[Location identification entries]
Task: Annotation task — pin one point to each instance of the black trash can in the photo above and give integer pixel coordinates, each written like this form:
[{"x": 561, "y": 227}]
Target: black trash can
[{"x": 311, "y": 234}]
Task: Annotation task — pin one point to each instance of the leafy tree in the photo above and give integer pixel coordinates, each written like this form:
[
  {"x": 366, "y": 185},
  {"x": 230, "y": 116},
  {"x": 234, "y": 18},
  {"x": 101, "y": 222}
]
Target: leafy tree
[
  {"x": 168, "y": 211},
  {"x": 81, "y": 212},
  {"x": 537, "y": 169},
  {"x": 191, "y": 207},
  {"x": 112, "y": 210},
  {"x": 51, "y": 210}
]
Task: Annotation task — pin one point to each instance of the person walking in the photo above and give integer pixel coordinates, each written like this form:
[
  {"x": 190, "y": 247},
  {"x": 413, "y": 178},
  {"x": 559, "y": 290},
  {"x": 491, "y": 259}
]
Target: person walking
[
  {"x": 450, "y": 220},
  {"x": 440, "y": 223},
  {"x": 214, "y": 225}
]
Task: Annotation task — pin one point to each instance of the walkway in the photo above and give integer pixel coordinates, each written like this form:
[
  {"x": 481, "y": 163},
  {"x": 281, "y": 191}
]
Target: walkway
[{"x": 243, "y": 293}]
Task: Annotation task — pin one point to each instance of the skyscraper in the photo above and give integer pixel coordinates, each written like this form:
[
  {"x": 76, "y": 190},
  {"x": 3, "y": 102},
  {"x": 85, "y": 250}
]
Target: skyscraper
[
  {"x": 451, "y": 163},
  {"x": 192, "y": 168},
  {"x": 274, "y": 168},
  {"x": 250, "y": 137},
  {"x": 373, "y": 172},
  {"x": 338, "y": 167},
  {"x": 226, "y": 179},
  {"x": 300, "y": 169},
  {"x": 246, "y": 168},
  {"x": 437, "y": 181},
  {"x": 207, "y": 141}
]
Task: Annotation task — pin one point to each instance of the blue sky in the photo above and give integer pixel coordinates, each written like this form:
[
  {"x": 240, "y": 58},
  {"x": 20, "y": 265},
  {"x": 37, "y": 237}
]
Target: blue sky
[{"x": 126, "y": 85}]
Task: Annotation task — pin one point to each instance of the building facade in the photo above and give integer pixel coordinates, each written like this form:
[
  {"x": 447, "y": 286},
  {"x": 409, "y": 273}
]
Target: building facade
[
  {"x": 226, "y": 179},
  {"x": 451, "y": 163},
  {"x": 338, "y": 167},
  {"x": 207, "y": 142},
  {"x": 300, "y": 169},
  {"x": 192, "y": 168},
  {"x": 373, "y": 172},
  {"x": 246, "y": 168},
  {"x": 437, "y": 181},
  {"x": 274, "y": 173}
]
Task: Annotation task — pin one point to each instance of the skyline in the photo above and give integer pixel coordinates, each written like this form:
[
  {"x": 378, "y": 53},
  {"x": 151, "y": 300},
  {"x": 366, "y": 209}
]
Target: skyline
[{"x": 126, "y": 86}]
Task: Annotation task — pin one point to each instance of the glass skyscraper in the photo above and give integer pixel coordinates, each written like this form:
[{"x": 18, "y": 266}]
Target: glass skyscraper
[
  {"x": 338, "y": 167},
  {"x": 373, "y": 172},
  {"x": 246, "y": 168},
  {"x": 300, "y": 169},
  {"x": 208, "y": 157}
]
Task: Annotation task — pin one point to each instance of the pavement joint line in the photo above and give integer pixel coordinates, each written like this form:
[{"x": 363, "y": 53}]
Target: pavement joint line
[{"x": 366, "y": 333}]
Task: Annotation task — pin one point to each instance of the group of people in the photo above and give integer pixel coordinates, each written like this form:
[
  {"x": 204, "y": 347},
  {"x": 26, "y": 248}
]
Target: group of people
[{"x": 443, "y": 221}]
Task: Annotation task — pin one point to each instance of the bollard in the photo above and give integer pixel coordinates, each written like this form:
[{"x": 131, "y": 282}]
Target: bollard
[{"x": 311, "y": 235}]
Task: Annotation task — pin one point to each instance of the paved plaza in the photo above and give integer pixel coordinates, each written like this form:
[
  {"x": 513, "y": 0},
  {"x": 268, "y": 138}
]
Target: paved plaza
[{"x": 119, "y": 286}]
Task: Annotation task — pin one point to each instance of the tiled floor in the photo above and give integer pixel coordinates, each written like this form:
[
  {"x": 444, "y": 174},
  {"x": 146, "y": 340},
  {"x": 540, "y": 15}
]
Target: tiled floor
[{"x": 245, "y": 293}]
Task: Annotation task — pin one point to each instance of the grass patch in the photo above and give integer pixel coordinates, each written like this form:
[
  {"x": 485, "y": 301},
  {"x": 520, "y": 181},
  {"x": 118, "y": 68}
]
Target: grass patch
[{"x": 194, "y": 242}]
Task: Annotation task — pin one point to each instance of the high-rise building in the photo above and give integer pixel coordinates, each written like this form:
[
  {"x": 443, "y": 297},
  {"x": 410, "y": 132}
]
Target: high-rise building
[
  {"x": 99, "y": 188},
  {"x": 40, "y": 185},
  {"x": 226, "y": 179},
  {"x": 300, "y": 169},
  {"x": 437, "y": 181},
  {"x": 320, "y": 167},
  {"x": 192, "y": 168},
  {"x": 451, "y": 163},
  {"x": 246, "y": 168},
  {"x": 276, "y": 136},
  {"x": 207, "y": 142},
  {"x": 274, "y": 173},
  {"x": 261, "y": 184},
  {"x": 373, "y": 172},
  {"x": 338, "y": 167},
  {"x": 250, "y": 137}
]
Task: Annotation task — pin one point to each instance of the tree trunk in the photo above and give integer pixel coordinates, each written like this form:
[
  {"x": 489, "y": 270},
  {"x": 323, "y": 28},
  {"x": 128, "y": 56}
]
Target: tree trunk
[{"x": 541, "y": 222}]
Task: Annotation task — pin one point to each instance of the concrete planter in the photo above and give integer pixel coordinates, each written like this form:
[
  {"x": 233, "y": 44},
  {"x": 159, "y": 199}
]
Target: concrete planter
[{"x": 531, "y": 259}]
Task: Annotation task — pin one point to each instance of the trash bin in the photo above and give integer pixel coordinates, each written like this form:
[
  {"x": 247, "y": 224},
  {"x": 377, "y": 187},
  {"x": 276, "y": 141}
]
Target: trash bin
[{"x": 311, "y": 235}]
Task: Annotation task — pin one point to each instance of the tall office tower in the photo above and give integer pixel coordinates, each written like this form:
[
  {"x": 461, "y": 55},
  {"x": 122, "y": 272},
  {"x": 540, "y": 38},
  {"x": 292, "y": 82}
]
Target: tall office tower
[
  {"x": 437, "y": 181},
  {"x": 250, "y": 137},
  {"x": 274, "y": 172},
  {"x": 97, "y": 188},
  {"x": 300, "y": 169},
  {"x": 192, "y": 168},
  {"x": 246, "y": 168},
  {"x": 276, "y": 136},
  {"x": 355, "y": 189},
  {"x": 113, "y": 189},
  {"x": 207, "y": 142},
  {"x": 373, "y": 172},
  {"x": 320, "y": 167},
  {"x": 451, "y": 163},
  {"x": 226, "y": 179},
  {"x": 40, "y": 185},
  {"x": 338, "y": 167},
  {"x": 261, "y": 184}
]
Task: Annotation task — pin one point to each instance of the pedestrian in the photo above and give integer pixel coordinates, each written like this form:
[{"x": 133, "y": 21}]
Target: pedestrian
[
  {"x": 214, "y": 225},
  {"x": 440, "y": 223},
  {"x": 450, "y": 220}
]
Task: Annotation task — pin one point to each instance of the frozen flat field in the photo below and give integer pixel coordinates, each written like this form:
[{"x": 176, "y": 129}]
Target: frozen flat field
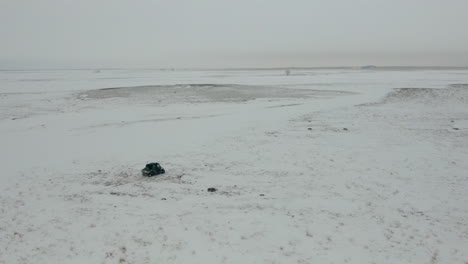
[{"x": 322, "y": 166}]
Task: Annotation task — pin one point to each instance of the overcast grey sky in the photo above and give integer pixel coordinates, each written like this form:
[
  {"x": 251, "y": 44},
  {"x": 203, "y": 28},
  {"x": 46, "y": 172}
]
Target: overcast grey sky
[{"x": 236, "y": 33}]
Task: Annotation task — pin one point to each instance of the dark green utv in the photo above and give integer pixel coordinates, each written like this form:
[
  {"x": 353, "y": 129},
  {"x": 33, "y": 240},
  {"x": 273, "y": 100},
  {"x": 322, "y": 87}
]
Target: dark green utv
[{"x": 152, "y": 169}]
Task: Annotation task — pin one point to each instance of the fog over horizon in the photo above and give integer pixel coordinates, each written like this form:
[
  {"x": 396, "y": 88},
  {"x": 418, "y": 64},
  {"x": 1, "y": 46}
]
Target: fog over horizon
[{"x": 232, "y": 34}]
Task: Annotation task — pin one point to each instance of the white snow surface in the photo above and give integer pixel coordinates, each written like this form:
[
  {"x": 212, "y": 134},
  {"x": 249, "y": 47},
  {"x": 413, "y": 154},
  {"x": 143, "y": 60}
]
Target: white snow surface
[{"x": 322, "y": 166}]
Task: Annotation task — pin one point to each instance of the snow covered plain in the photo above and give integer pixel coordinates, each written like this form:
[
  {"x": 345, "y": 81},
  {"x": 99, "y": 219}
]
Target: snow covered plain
[{"x": 323, "y": 166}]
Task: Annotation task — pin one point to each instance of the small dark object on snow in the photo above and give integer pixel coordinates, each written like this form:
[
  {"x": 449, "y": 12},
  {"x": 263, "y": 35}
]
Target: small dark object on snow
[{"x": 152, "y": 169}]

▸ Instruction
Rewrite the data from the line containing "of the dark" through the end, changing every "Annotation task" to "Labeling task" and keeping everything else the same.

▸ Answer to this task
Task: Labeling task — pin one point to each instance of the dark green utv in the photo above and give integer pixel coordinates, each written like this form:
[
  {"x": 353, "y": 129},
  {"x": 33, "y": 240},
  {"x": 273, "y": 100},
  {"x": 322, "y": 87}
]
Target: dark green utv
[{"x": 152, "y": 169}]
Task: Labeling task — pin one point to each instance of the fog over horizon in the photo above and give integer pixel coordinates, each written like this form:
[
  {"x": 396, "y": 88},
  {"x": 418, "y": 64},
  {"x": 1, "y": 46}
]
Target: fog over horizon
[{"x": 232, "y": 34}]
Task: Labeling task — pin one point to each instance of the white snow surface in the photo above and give integer pixel coordinates, each written like this form:
[
  {"x": 212, "y": 134},
  {"x": 249, "y": 47},
  {"x": 413, "y": 154},
  {"x": 143, "y": 60}
]
Target: white snow surface
[{"x": 322, "y": 166}]
Task: Labeling task — pin one point to each instance of the snow covered plain in the photo above and give integer pixel coordinates, each written like this form:
[
  {"x": 345, "y": 81},
  {"x": 99, "y": 219}
]
Target: snow covered plain
[{"x": 323, "y": 166}]
Task: Labeling task — pin one point to each instance of the small dark object on snow in the photo above and give integer pixel coordinates, each written like this form:
[
  {"x": 449, "y": 12},
  {"x": 263, "y": 35}
]
Target: small dark object on snow
[{"x": 152, "y": 169}]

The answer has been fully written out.